▶ _Work item_:
For each line below that holds the word "woman", make a copy.
━━ Dataset records
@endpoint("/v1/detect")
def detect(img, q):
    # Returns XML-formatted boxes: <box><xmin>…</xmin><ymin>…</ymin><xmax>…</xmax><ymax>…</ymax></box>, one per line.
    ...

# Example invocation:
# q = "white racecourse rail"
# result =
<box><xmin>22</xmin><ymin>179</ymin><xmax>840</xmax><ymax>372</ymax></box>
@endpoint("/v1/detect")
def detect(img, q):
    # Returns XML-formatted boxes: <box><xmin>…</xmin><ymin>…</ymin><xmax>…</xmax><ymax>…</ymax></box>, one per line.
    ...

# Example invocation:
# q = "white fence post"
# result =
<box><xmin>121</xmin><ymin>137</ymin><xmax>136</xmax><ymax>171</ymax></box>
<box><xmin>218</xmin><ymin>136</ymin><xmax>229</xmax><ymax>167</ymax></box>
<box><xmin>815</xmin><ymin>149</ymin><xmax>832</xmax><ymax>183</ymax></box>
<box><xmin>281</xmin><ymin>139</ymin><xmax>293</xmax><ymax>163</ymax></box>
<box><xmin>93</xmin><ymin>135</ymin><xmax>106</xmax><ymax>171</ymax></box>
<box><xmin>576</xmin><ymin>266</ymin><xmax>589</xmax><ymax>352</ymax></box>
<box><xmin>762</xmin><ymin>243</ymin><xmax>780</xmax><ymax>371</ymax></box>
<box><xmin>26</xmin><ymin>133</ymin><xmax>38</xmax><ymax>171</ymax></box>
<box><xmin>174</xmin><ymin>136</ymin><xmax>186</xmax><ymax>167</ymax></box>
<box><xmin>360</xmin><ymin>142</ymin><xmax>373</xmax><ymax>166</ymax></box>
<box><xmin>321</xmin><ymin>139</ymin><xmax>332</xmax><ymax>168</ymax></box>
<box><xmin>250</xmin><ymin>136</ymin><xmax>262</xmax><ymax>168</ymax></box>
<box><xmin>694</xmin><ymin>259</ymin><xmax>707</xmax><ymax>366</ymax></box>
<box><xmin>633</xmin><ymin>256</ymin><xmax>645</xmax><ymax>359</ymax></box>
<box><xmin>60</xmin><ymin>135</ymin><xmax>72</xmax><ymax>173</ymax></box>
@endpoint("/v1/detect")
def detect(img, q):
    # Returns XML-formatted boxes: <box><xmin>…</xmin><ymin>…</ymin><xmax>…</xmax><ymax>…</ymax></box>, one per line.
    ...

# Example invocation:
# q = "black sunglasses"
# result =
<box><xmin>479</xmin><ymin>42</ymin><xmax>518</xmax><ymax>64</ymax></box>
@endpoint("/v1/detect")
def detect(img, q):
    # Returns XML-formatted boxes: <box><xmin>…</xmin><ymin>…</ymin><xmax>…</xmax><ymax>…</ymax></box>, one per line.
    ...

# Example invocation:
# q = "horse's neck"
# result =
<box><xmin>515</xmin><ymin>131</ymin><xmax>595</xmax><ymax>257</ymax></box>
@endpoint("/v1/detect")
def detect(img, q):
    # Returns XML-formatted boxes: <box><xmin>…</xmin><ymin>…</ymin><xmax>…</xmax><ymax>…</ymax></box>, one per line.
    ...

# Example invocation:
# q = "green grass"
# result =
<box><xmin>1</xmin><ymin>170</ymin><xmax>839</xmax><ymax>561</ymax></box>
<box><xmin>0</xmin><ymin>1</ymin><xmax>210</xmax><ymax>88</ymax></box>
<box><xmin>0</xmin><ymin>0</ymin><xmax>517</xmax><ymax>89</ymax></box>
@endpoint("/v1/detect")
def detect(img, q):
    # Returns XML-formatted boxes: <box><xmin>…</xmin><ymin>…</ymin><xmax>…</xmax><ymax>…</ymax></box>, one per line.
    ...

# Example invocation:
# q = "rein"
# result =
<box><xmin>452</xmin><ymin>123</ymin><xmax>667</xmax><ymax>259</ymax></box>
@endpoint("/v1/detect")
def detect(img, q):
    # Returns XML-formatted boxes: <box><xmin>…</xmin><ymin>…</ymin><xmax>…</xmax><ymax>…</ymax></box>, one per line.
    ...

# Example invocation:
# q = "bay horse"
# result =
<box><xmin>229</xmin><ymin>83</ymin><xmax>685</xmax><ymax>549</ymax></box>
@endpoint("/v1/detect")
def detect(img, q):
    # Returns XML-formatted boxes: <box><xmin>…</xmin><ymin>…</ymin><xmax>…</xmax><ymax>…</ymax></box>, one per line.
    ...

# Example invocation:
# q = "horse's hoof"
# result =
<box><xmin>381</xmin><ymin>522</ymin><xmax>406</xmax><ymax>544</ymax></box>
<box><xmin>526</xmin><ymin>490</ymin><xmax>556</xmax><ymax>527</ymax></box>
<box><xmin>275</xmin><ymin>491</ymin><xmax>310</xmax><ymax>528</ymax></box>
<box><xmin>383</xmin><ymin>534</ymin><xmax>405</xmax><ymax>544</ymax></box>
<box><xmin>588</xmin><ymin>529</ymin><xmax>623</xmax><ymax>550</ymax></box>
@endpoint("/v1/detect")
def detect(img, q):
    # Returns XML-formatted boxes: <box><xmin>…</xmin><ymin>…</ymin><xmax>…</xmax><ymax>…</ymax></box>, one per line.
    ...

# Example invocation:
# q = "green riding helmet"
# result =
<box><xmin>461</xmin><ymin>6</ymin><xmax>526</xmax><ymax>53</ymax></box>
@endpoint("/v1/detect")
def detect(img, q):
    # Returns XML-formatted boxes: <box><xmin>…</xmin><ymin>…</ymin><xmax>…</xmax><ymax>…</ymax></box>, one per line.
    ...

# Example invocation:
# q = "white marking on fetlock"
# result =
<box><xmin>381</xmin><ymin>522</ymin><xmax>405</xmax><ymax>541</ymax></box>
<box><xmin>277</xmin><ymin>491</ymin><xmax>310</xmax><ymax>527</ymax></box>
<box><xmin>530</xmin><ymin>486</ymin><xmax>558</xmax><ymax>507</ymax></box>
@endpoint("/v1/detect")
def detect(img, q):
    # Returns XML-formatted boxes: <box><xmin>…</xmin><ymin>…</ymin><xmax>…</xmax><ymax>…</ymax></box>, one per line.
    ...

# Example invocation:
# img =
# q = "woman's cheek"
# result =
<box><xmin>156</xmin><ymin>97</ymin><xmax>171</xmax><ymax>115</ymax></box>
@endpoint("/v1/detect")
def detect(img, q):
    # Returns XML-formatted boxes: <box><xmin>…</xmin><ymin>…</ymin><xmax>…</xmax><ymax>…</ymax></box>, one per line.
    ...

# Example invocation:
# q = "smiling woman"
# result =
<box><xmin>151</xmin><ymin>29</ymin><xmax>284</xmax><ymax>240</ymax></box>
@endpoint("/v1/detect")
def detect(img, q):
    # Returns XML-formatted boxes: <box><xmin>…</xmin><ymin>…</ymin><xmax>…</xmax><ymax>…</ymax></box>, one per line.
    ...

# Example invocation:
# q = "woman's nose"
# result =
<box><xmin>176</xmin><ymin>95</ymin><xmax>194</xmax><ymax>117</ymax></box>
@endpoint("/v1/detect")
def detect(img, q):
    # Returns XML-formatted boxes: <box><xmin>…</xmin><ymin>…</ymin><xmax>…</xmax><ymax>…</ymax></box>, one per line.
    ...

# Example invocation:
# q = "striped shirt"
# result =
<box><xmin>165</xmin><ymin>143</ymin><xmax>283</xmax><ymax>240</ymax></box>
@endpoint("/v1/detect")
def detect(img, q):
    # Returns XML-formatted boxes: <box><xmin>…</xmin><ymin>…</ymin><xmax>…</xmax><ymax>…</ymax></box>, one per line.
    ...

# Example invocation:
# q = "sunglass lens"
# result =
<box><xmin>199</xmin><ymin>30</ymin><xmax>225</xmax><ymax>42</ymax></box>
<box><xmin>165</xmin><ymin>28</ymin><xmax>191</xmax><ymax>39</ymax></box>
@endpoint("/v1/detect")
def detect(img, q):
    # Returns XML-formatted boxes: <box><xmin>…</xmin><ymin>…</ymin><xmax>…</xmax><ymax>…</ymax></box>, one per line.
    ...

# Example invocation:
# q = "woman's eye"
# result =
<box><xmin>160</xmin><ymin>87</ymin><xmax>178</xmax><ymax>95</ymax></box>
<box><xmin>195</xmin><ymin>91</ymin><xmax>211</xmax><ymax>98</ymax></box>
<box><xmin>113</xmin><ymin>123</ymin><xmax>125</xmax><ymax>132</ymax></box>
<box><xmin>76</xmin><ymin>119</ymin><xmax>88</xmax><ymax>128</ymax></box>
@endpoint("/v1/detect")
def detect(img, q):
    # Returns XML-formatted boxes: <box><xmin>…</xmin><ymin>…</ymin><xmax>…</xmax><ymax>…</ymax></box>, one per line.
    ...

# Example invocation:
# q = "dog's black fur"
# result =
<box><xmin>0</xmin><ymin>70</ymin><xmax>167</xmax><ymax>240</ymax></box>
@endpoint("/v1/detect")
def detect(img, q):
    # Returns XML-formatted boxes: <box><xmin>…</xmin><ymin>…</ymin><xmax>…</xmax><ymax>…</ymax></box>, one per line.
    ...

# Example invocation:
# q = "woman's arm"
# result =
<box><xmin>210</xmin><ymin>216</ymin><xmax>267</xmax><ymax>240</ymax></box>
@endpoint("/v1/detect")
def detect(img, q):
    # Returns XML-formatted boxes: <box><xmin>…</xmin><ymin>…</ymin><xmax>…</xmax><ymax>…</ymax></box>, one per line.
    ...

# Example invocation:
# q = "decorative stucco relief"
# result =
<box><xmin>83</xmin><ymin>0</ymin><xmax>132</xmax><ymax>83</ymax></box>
━━━━
▶ _Solution for this task_:
# q = "woman's cheek"
# q = "smiling woman"
# q = "woman's nose"
# q = "woman's eye"
# q = "woman's arm"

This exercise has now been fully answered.